━━━ Supplied data
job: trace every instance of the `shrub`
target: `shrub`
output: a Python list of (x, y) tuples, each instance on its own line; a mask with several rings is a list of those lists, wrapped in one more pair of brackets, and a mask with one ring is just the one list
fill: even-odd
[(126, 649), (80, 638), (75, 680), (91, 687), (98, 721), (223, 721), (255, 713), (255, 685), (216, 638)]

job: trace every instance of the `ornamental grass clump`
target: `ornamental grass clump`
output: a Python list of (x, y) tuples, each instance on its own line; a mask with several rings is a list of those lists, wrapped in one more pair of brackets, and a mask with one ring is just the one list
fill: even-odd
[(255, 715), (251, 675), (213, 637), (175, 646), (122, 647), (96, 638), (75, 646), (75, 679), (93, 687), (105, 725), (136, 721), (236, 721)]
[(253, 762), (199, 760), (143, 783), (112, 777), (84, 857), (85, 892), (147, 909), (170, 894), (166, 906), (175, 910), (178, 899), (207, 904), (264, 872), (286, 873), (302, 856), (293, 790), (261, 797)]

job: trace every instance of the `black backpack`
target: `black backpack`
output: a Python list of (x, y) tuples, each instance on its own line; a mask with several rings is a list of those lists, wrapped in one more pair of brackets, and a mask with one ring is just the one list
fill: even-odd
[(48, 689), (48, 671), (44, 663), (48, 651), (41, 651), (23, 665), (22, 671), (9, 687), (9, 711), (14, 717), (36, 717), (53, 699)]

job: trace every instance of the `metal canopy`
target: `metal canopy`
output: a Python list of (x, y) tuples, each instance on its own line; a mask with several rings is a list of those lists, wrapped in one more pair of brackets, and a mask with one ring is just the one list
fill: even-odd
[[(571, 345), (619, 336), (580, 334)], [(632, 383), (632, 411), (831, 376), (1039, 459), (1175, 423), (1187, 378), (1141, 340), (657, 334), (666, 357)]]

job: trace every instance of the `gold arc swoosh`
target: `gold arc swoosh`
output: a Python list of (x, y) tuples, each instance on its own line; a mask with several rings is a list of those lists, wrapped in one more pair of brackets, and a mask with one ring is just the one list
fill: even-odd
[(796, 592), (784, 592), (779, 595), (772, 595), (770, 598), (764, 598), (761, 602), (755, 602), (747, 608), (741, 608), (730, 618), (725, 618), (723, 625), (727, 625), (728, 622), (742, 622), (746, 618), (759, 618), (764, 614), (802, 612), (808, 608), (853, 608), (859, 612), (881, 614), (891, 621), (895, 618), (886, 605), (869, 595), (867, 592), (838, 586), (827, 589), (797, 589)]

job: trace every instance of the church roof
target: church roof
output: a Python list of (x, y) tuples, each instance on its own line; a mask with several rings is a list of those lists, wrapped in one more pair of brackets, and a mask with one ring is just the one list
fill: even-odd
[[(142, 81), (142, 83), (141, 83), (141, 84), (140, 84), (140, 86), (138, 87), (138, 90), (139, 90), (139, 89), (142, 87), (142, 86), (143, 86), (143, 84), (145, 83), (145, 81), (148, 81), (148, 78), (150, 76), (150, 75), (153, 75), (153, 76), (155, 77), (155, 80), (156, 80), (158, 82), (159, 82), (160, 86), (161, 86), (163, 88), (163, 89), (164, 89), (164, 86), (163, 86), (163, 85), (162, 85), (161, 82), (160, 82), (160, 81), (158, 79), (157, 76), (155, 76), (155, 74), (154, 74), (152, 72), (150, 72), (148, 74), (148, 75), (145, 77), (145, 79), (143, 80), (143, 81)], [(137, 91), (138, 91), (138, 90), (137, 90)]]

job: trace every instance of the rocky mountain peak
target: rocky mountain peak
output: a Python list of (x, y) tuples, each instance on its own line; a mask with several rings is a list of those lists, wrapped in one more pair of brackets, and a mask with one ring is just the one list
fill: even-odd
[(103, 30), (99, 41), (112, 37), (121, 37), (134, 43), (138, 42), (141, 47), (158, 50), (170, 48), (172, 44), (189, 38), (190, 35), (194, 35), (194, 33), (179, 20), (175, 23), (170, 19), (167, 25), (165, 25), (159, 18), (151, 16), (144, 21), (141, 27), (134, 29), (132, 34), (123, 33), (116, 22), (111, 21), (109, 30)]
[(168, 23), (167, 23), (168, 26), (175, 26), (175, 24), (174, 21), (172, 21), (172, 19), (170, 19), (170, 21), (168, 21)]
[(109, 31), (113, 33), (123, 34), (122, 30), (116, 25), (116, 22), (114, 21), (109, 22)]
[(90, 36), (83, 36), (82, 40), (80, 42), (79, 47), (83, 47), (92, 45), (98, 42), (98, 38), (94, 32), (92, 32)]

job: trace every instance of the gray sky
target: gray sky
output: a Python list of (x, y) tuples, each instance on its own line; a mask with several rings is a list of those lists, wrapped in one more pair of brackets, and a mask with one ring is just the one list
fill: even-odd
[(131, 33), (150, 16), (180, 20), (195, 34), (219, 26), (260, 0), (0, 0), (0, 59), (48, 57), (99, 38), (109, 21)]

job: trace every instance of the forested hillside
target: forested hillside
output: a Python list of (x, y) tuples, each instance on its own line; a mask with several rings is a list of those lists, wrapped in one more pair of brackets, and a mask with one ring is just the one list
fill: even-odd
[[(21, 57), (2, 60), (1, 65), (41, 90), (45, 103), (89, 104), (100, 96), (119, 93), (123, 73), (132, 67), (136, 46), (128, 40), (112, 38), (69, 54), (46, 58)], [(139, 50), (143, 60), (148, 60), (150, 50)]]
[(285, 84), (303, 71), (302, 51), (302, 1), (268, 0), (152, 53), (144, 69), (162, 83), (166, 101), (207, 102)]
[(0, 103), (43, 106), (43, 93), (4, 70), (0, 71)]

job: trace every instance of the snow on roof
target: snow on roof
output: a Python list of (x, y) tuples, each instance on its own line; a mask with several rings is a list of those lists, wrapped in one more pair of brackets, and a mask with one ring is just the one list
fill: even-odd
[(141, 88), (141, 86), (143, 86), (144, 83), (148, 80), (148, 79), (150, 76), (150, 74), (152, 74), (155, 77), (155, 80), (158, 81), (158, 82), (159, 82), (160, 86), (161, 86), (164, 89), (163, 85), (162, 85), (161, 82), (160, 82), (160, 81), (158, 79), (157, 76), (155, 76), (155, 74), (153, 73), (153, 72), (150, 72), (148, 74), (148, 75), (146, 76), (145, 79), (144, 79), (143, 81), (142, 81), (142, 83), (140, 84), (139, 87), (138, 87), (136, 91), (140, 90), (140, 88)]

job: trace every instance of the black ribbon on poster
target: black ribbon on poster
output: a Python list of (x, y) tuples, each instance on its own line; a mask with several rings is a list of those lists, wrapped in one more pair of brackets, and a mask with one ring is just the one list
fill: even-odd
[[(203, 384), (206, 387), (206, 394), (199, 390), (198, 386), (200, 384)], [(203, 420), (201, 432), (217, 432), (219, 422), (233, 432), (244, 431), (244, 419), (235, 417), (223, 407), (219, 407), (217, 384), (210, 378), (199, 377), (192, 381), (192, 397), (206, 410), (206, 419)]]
━━━━━━
• [Stated goal] Reproduce the listing above in full, replacing every occurrence of "even-odd" with "nonzero" and leaving everything else unchanged.

• [Expected answer]
job: trace every instance of the `shrub`
target: `shrub`
output: a Python list of (x, y) tuples, each instance on its own line; a mask with several rings is a list of those lists, wrapped in one more pair of brackets, and a mask with one ring is just the one list
fill: nonzero
[(126, 649), (80, 638), (75, 680), (91, 687), (98, 721), (223, 721), (255, 713), (255, 685), (216, 638)]

job: trace every instance of the `ornamental grass clump`
target: `ornamental grass clump`
output: a Python list of (x, y) tuples, each instance on its own line; a mask with several rings is a list of those lists, wrapped in one more pair of brackets, and a mask with one ring is just the one list
fill: nonzero
[(255, 715), (251, 675), (213, 637), (175, 646), (122, 647), (96, 638), (75, 646), (75, 679), (93, 687), (105, 725), (136, 721), (236, 721)]
[(253, 762), (199, 760), (143, 783), (112, 777), (84, 857), (85, 892), (147, 909), (170, 894), (166, 906), (175, 910), (178, 899), (207, 904), (264, 872), (286, 873), (302, 856), (293, 790), (261, 797)]

job: trace every instance of the `black backpack`
target: `black backpack`
output: a Python list of (x, y) tuples, each instance on its own line; a mask with several rings is a list of those lists, wrapped in one more pair of brackets, and a mask with one ring is just the one list
fill: nonzero
[(48, 689), (48, 671), (44, 663), (48, 651), (41, 651), (23, 665), (22, 671), (9, 687), (9, 711), (14, 717), (36, 717), (53, 699)]

job: trace every instance of the `metal canopy`
target: `metal canopy`
output: a Python list of (x, y) tuples, each instance on its own line; a mask with several rings is a list of those lists, wrapped in one more pair of brackets, and a mask with one ring is just the one list
fill: nonzero
[[(571, 345), (619, 336), (580, 334)], [(632, 383), (632, 411), (831, 376), (1039, 459), (1175, 423), (1187, 378), (1141, 340), (657, 334), (666, 357)]]

job: trace every instance of the `gold arc swoosh`
target: `gold arc swoosh`
output: a Python list of (x, y) tuples, each instance on its own line; a mask with several rings is a list of those lists, wrapped in one more pair of brackets, and a mask with one ring is just the one list
fill: nonzero
[(796, 592), (784, 592), (779, 595), (772, 595), (770, 598), (764, 598), (761, 602), (755, 602), (747, 608), (741, 608), (730, 618), (725, 618), (723, 625), (727, 625), (728, 622), (742, 622), (746, 618), (759, 618), (764, 614), (802, 612), (808, 608), (853, 608), (859, 612), (881, 614), (891, 621), (895, 618), (886, 605), (869, 595), (867, 592), (838, 586), (827, 589), (797, 589)]

job: trace every instance of the church roof
target: church roof
output: a Python list of (x, y) tuples, each instance on its own line; a mask with several rings is a list of those lists, wrapped in one more pair of brackets, and a mask with one ring is just the one list
fill: nonzero
[[(142, 81), (142, 83), (141, 83), (141, 84), (140, 84), (140, 86), (138, 87), (138, 90), (139, 90), (139, 89), (142, 87), (142, 86), (143, 86), (143, 84), (145, 83), (145, 81), (148, 81), (148, 78), (150, 76), (150, 75), (153, 75), (153, 76), (155, 77), (155, 80), (156, 80), (158, 82), (159, 82), (160, 86), (161, 86), (163, 88), (163, 89), (164, 89), (164, 86), (163, 86), (163, 85), (162, 85), (161, 82), (160, 82), (160, 81), (158, 79), (157, 76), (155, 76), (155, 74), (154, 74), (152, 72), (150, 72), (148, 74), (148, 75), (145, 77), (145, 79), (143, 80), (143, 81)], [(137, 91), (138, 91), (138, 90), (137, 90)]]

job: trace every instance of the rocky mountain peak
target: rocky mountain peak
output: a Python list of (x, y) tuples, each instance on its own line; a mask with several rings is a list of those lists, wrapped in one more pair of brackets, and a mask with one ring is just the one list
fill: nonzero
[(103, 30), (99, 41), (112, 37), (121, 37), (134, 43), (138, 42), (141, 47), (158, 50), (170, 48), (172, 44), (189, 38), (190, 35), (194, 35), (194, 33), (179, 20), (175, 23), (170, 19), (167, 25), (165, 25), (159, 18), (151, 16), (144, 21), (141, 27), (134, 29), (132, 34), (123, 33), (116, 22), (111, 21), (109, 30)]
[(168, 23), (167, 23), (168, 26), (175, 26), (175, 24), (174, 21), (172, 21), (172, 19), (170, 19), (170, 21), (168, 21)]
[(109, 31), (113, 33), (123, 34), (122, 30), (116, 25), (116, 22), (114, 21), (109, 22)]
[(90, 36), (83, 36), (82, 40), (80, 42), (79, 47), (83, 47), (92, 45), (98, 42), (98, 38), (94, 32), (92, 32)]

job: trace every instance of the gray sky
target: gray sky
output: a Python list of (x, y) tuples, each instance on its own line; a mask with several rings is a list of those lists, wrapped in one more pair of brackets, and a mask with one ring is just the one list
fill: nonzero
[(131, 33), (150, 16), (180, 20), (195, 34), (219, 26), (260, 0), (0, 0), (0, 59), (48, 57), (99, 38), (109, 21)]

job: trace every instance of the forested hillside
target: forested hillside
output: a Python list of (x, y) tuples, each instance on its own line; a mask with several rings is a list of those lists, wrapped in one more pair of brackets, and a mask with one ring is just the one list
fill: nonzero
[[(21, 57), (2, 60), (1, 65), (41, 90), (45, 103), (89, 104), (100, 96), (119, 93), (123, 73), (132, 67), (136, 46), (128, 40), (112, 38), (69, 54), (46, 58)], [(139, 50), (143, 60), (148, 60), (150, 50)]]
[(285, 84), (303, 71), (302, 51), (302, 1), (268, 0), (152, 53), (144, 69), (162, 83), (166, 101), (207, 102)]
[(0, 103), (43, 106), (43, 93), (4, 70), (0, 71)]

job: trace every instance of the snow on roof
target: snow on roof
output: a Python list of (x, y) tuples, each instance on its own line; a mask with several rings is a list of those lists, wrapped in one more pair of brackets, and a mask with one ring is just the one list
fill: nonzero
[(141, 88), (141, 86), (143, 86), (144, 83), (148, 80), (148, 79), (150, 76), (150, 74), (152, 74), (155, 77), (155, 80), (158, 81), (158, 82), (159, 82), (160, 86), (161, 86), (164, 89), (163, 85), (162, 85), (161, 82), (160, 82), (160, 81), (158, 79), (157, 76), (155, 76), (155, 74), (153, 73), (153, 72), (150, 72), (148, 74), (148, 75), (146, 76), (145, 79), (144, 79), (143, 81), (142, 81), (142, 83), (140, 84), (139, 87), (138, 87), (136, 91), (140, 90), (140, 88)]

job: trace every instance of the black ribbon on poster
target: black ribbon on poster
output: a Python list of (x, y) tuples, each instance on its own line; a mask with several rings is a list of those lists, wrapped in one more pair of brackets, and a mask with one ring is just the one list
fill: nonzero
[[(203, 384), (206, 387), (206, 394), (199, 390), (198, 386), (200, 384)], [(203, 420), (201, 432), (217, 432), (219, 422), (233, 432), (244, 431), (244, 419), (235, 417), (223, 407), (219, 407), (217, 384), (210, 378), (199, 377), (192, 381), (192, 397), (206, 410), (206, 419)]]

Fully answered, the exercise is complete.